Saved data entries:
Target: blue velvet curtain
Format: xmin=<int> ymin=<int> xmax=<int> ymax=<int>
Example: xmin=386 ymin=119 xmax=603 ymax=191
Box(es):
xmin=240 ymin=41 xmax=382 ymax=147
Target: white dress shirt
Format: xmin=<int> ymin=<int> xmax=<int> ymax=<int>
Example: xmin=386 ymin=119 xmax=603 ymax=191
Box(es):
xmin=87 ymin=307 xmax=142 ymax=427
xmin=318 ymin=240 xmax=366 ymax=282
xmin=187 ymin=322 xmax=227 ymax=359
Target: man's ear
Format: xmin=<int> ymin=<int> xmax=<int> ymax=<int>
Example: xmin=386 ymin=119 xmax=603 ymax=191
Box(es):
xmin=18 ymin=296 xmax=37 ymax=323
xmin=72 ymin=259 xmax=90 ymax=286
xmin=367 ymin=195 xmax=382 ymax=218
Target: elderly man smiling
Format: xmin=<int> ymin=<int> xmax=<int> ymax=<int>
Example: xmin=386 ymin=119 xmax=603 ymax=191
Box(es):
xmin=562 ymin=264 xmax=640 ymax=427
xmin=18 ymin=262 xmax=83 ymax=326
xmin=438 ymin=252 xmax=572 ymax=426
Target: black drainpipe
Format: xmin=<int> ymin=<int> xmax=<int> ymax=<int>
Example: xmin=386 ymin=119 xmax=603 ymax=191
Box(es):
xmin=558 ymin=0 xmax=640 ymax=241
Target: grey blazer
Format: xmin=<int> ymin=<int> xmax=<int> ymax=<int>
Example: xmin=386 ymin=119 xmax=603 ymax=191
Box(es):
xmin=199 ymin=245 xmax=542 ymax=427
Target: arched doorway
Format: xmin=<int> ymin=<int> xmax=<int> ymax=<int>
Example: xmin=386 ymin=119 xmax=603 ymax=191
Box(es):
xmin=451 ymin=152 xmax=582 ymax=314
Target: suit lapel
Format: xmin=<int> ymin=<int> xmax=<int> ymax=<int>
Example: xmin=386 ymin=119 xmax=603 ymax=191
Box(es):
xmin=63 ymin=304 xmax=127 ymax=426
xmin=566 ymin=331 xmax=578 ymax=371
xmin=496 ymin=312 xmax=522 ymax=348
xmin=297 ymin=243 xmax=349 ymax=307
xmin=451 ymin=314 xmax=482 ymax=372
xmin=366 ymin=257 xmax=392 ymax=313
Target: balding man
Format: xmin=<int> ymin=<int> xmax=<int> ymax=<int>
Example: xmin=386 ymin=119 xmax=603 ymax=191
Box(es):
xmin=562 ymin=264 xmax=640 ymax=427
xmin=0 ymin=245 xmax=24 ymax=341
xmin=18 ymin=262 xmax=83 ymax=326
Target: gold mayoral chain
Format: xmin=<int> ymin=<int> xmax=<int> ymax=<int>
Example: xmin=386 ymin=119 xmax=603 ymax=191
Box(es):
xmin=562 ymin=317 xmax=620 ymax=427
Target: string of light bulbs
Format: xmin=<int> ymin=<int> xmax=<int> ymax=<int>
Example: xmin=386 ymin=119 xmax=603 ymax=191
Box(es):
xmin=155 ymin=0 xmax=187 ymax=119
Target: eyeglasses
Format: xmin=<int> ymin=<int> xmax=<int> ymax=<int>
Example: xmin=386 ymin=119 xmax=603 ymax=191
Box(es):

* [Exercise]: Reproduce the entire listing above verbatim, line for line.

* [Response to this exercise]:
Target: blue velvet curtain
Format: xmin=<int> ymin=<int> xmax=<int> ymax=<int>
Example: xmin=386 ymin=119 xmax=603 ymax=191
Box(es):
xmin=240 ymin=41 xmax=382 ymax=147
Target: white dress shirt
Format: xmin=<int> ymin=<int> xmax=<int> ymax=<int>
Example: xmin=386 ymin=119 xmax=603 ymax=191
Box(es):
xmin=87 ymin=307 xmax=142 ymax=427
xmin=318 ymin=240 xmax=366 ymax=282
xmin=187 ymin=322 xmax=227 ymax=359
Target: man's ear
Format: xmin=<int> ymin=<int> xmax=<int> ymax=<int>
Example: xmin=386 ymin=119 xmax=603 ymax=191
Box(es):
xmin=18 ymin=296 xmax=37 ymax=323
xmin=72 ymin=259 xmax=90 ymax=286
xmin=367 ymin=195 xmax=382 ymax=218
Target: elderly man smiling
Format: xmin=<int> ymin=<int> xmax=<int> ymax=<int>
Example: xmin=386 ymin=119 xmax=603 ymax=191
Box(es):
xmin=562 ymin=264 xmax=640 ymax=427
xmin=18 ymin=262 xmax=83 ymax=326
xmin=438 ymin=252 xmax=572 ymax=426
Target: black drainpipe
Format: xmin=<int> ymin=<int> xmax=<int> ymax=<int>
Example: xmin=386 ymin=119 xmax=603 ymax=191
Box(es):
xmin=558 ymin=0 xmax=640 ymax=241
Target: grey blazer
Format: xmin=<int> ymin=<int> xmax=<int> ymax=<int>
Example: xmin=386 ymin=119 xmax=603 ymax=191
Box(es):
xmin=199 ymin=245 xmax=542 ymax=427
Target: arched doorway
Format: xmin=<int> ymin=<int> xmax=<int> ymax=<int>
Example: xmin=386 ymin=119 xmax=603 ymax=191
Box(es):
xmin=451 ymin=152 xmax=582 ymax=314
Target: suit lapel
Format: xmin=<int> ymin=<int> xmax=<int> ymax=<int>
Example: xmin=386 ymin=119 xmax=603 ymax=191
Box(es):
xmin=63 ymin=304 xmax=127 ymax=426
xmin=566 ymin=331 xmax=578 ymax=371
xmin=496 ymin=312 xmax=522 ymax=348
xmin=297 ymin=243 xmax=349 ymax=307
xmin=451 ymin=314 xmax=482 ymax=372
xmin=366 ymin=257 xmax=392 ymax=313
Target: balding man
Format: xmin=<int> ymin=<int> xmax=<int> ymax=<int>
Example: xmin=386 ymin=119 xmax=603 ymax=191
Box(es):
xmin=562 ymin=264 xmax=640 ymax=427
xmin=0 ymin=245 xmax=24 ymax=341
xmin=18 ymin=262 xmax=83 ymax=326
Target: gold mayoral chain
Format: xmin=<int> ymin=<int> xmax=<int> ymax=<int>
Example: xmin=386 ymin=119 xmax=603 ymax=191
Box(es):
xmin=562 ymin=317 xmax=620 ymax=427
Target: string of light bulbs
Format: xmin=<int> ymin=<int> xmax=<int> ymax=<int>
Example: xmin=386 ymin=119 xmax=603 ymax=191
Box(es):
xmin=155 ymin=0 xmax=187 ymax=119
Target: eyeglasses
Format: xmin=<int> ymin=<int> xmax=<int> ymax=<int>
Example: xmin=386 ymin=119 xmax=603 ymax=191
Box(es):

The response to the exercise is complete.